• Short problem: Reproduce the following material line for line, without altering any character.

:::

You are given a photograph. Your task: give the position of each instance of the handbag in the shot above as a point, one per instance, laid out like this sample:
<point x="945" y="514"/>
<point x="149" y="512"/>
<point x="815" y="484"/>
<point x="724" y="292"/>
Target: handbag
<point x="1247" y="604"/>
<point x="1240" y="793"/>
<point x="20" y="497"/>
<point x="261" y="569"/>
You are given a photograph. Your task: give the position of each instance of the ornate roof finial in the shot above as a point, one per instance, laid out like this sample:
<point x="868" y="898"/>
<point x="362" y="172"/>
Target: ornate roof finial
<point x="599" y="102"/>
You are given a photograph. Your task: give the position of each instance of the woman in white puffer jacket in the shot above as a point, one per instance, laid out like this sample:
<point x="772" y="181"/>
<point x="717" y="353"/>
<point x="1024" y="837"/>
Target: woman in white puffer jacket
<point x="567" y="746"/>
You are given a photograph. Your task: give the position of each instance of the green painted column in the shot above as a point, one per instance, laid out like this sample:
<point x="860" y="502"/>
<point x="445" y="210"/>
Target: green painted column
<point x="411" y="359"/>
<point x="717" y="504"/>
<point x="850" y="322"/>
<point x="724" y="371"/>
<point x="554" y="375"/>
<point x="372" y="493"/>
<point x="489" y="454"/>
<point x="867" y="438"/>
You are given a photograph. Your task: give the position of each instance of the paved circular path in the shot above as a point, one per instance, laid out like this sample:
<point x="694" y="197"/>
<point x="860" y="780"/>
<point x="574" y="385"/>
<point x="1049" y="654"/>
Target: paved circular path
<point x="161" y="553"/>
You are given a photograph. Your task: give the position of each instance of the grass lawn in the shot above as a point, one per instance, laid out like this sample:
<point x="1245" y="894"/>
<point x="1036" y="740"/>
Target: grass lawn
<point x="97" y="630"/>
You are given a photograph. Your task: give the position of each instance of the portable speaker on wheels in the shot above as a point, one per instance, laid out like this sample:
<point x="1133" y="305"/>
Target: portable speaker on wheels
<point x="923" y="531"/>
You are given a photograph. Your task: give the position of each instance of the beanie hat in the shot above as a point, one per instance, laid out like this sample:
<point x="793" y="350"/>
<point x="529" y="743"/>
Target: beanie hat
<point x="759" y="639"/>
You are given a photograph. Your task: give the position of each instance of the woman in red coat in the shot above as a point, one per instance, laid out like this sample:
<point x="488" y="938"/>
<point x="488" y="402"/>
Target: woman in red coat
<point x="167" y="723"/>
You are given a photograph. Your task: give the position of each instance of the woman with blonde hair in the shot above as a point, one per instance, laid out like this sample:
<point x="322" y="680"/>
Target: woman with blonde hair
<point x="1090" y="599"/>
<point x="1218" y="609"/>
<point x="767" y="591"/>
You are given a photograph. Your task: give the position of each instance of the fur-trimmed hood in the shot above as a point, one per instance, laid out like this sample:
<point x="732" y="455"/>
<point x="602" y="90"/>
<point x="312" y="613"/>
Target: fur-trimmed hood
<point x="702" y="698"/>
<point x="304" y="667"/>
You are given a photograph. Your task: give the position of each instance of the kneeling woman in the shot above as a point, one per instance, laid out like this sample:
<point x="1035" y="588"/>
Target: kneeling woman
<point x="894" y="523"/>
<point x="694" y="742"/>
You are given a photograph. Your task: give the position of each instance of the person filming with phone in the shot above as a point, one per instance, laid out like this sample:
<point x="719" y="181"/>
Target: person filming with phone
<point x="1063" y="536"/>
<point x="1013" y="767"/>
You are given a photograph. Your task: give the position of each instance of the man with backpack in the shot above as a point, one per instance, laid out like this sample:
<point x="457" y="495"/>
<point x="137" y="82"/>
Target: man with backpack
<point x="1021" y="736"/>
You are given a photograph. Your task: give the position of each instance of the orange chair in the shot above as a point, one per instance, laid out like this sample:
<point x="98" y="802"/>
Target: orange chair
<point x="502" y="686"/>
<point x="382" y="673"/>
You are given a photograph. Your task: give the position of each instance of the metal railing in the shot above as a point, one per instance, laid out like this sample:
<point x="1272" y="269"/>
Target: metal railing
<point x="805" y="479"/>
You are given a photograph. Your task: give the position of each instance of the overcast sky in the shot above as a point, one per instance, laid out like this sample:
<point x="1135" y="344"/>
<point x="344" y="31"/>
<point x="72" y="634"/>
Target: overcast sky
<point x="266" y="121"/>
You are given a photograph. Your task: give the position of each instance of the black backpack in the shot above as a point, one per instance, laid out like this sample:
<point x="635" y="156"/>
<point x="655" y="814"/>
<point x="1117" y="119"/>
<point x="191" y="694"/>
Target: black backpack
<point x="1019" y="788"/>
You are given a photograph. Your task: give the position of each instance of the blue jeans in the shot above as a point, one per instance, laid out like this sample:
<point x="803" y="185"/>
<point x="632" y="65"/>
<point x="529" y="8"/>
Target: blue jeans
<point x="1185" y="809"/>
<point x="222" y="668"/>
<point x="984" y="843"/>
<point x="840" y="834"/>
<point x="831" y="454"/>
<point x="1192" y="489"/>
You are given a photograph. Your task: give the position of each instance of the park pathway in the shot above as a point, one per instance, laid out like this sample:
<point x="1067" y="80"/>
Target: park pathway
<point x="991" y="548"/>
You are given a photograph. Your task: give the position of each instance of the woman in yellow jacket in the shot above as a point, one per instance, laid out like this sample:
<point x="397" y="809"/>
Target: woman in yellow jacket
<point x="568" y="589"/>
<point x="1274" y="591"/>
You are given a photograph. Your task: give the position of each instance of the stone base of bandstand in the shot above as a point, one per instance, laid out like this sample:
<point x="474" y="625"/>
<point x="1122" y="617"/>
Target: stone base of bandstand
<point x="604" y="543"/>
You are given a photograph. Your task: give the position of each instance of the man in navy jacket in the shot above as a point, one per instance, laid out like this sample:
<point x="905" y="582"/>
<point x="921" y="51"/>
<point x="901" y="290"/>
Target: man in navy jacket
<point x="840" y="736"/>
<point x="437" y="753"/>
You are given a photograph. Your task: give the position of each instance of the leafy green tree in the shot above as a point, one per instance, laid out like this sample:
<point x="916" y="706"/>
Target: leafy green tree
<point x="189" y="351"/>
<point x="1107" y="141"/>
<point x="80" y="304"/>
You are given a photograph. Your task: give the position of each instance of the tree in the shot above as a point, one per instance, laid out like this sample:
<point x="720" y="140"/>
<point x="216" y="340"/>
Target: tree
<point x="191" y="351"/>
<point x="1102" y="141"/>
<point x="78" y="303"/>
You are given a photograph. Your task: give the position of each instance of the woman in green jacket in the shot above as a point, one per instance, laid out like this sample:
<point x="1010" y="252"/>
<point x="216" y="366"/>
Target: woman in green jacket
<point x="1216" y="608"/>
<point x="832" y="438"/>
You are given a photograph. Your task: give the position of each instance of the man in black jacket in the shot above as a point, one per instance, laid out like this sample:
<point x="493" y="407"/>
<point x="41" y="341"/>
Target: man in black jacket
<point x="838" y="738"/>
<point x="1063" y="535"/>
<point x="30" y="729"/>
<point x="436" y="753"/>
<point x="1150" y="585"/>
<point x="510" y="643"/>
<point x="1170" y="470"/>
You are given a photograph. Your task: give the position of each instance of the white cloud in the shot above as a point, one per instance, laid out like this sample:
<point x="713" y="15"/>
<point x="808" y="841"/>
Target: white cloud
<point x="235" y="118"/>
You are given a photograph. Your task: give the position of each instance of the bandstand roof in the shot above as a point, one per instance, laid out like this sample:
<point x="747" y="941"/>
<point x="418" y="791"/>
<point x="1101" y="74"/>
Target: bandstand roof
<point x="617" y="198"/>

:::

• Answer below:
You are given a photograph. Your task: give the position of each instance of the handbag in the shot above as a point, one per instance, laid out like this sample:
<point x="945" y="514"/>
<point x="149" y="512"/>
<point x="815" y="484"/>
<point x="724" y="292"/>
Target: handbag
<point x="1247" y="604"/>
<point x="1240" y="793"/>
<point x="20" y="497"/>
<point x="261" y="569"/>
You are given a photograph. Your task: give the position of each instance of the ornate roof finial in the shot above as a point, one per instance, laid out like this sample:
<point x="868" y="898"/>
<point x="362" y="172"/>
Target: ornate roof finial
<point x="599" y="102"/>
You are given a photograph. Your task: give the position of each instance of the woman in white puffer jacket in the shot above as a point, one per instance, laid out like this sample:
<point x="772" y="181"/>
<point x="717" y="353"/>
<point x="1024" y="837"/>
Target: woman in white puffer jacket
<point x="567" y="746"/>
You are given a photograph. Your task: give the position of each instance of the green painted column in the shot above as a point, one per instance, laid out like this sample:
<point x="860" y="502"/>
<point x="445" y="210"/>
Target: green painted column
<point x="411" y="359"/>
<point x="717" y="504"/>
<point x="850" y="322"/>
<point x="724" y="371"/>
<point x="554" y="375"/>
<point x="372" y="493"/>
<point x="489" y="454"/>
<point x="867" y="438"/>
You are given a photograph. Your task: give the position of each instance of the paved circular path in the shot above as a point, one per instance, laid out like this sample:
<point x="694" y="197"/>
<point x="860" y="780"/>
<point x="574" y="385"/>
<point x="1049" y="654"/>
Target: paved circular path
<point x="161" y="553"/>
You are given a photograph. Your task: give the position of each instance of the grass lawn in the shot above as a point, one per instance, laid out like this sample:
<point x="1245" y="894"/>
<point x="1036" y="740"/>
Target: grass lawn
<point x="97" y="630"/>
You are given a photograph. Your task: give the position of each instance of the portable speaker on wheels in the shot above as a point, one per instance, laid out like this sample:
<point x="1133" y="305"/>
Target: portable speaker on wheels
<point x="923" y="531"/>
You are given a photograph. Your task: give the position of each instance of the beanie hat in the shot above as a point, one per instance, laid out like this sample:
<point x="793" y="350"/>
<point x="529" y="743"/>
Target: beanie hat
<point x="759" y="639"/>
You are given a photograph. Your task: give the position of each instance of the woman in red coat in the shot above as a point, one per instance, laid out like this sample:
<point x="488" y="938"/>
<point x="488" y="402"/>
Target: woman in red coat
<point x="167" y="723"/>
You are given a photograph. Your task: give the position of each instance of the woman with blonde hair in the shot above as a point, one per instance, laid out like this sample:
<point x="322" y="680"/>
Target: woman with blonde hair
<point x="1090" y="599"/>
<point x="1218" y="609"/>
<point x="767" y="591"/>
You are given a photograph. Your task: give the position of each instance of the fur-trimmed hood in the shot above as a point, one per instance, laid out like this sample:
<point x="732" y="455"/>
<point x="602" y="90"/>
<point x="312" y="613"/>
Target: fur-trimmed hood
<point x="702" y="698"/>
<point x="304" y="667"/>
You are given a photograph. Your task: give the position of each instance of the kneeling woman in the shot above as a point, one per instance, laid out like this sample:
<point x="1035" y="588"/>
Target: kneeling woman
<point x="894" y="523"/>
<point x="694" y="742"/>
You are given a photograph. Your task: give the position of each instance of the person filming with phone in the shot above as a point, one per instance, laid out like this sample:
<point x="719" y="181"/>
Target: person filming with phone
<point x="1063" y="536"/>
<point x="1013" y="767"/>
You are given a photograph. Your task: give the position of each instance of the man with backpack in the shot above as a point, one per instance, laid out like this sample:
<point x="457" y="495"/>
<point x="137" y="82"/>
Target: man with backpack
<point x="1021" y="736"/>
You are given a photograph. Your task: give the position of each instance of the orange chair in the shot above as a point, one per instance, laid out like this sample:
<point x="98" y="802"/>
Target: orange chair
<point x="502" y="686"/>
<point x="382" y="673"/>
You are given a photograph. Your task: give the position of each instance of the metal railing in the shot above as a point, one per instance, laid out like this sample:
<point x="1272" y="269"/>
Target: metal railing
<point x="805" y="479"/>
You are given a photograph. Your task: give the position of each instance of the overcast sky in the shot above as a point, one per instance, laid out like this sample:
<point x="1135" y="344"/>
<point x="344" y="31"/>
<point x="72" y="634"/>
Target: overcast sky
<point x="266" y="121"/>
You are given a photograph. Your task: give the position of each instance of the black backpack in the shot above as a point, one per instance, laid out like this sample:
<point x="635" y="156"/>
<point x="655" y="814"/>
<point x="1117" y="119"/>
<point x="191" y="694"/>
Target: black backpack
<point x="1019" y="788"/>
You are given a photograph. Your task: give the position of each instance of the blue jeans in the shot above as a point, one per instance, laid out like this sample:
<point x="803" y="185"/>
<point x="632" y="65"/>
<point x="529" y="8"/>
Target: blue jeans
<point x="1185" y="809"/>
<point x="222" y="668"/>
<point x="984" y="843"/>
<point x="840" y="834"/>
<point x="831" y="454"/>
<point x="1192" y="489"/>
You are given a photograph. Your task: give the position of each instance of the park pathway in the shot above as a point, one per instance, laid out like this sample:
<point x="1067" y="80"/>
Target: park pathway
<point x="991" y="548"/>
You are given a photograph. Your task: give the position of each instance of the woman in yellow jacket in the shot above as a point, one per instance, laid out like this sample:
<point x="397" y="809"/>
Target: woman in yellow jacket
<point x="568" y="589"/>
<point x="1274" y="591"/>
You are given a photograph. Your task: give the position of each instance of the stone base of bandstand in the shot above as a point, one per instance, laid out like this sample:
<point x="474" y="625"/>
<point x="1122" y="617"/>
Target: stone base of bandstand
<point x="604" y="543"/>
You are given a photograph. Your task: give the position of each instance of the man in navy jacket in the shot above as a point, one per instance, laid out like this sample:
<point x="905" y="582"/>
<point x="921" y="51"/>
<point x="901" y="290"/>
Target: man in navy jacket
<point x="840" y="736"/>
<point x="437" y="753"/>
You are given a photograph. Your task: give the position of each instance of the leafy green tree in the shot above as a point, one per instance, laid out like this sample:
<point x="916" y="706"/>
Target: leafy green tree
<point x="189" y="351"/>
<point x="1107" y="141"/>
<point x="80" y="304"/>
You are given a photograph. Your task: give the position of each instance of the tree in the shot above as a point, one per instance, laid out like this sample:
<point x="720" y="140"/>
<point x="216" y="340"/>
Target: tree
<point x="191" y="351"/>
<point x="1102" y="141"/>
<point x="78" y="303"/>
You are given a photograph. Your task: give the position of each instance of the woman in green jacket in the shot above as a point, one per instance, laid out like this sample:
<point x="1010" y="252"/>
<point x="216" y="366"/>
Target: woman in green jacket
<point x="1216" y="608"/>
<point x="832" y="438"/>
You are given a photograph. Your task: give the position of each instance of the man in black jacket in the shot above as a point, one per instance, laid out like this sample:
<point x="493" y="407"/>
<point x="41" y="341"/>
Target: man in black jacket
<point x="838" y="738"/>
<point x="1063" y="535"/>
<point x="30" y="729"/>
<point x="436" y="753"/>
<point x="1150" y="585"/>
<point x="510" y="643"/>
<point x="1170" y="470"/>
You are given a photograph. Your task: give the position of each instance of the white cloud in the shot above as a point, one per instance, laid out like this sample:
<point x="713" y="15"/>
<point x="808" y="841"/>
Target: white cloud
<point x="235" y="118"/>
You are given a photograph. Your task: give the position of each instance of the bandstand roof in the shot above as a point, one per instance, laid out like this sample:
<point x="747" y="941"/>
<point x="418" y="791"/>
<point x="1101" y="74"/>
Target: bandstand roof
<point x="617" y="198"/>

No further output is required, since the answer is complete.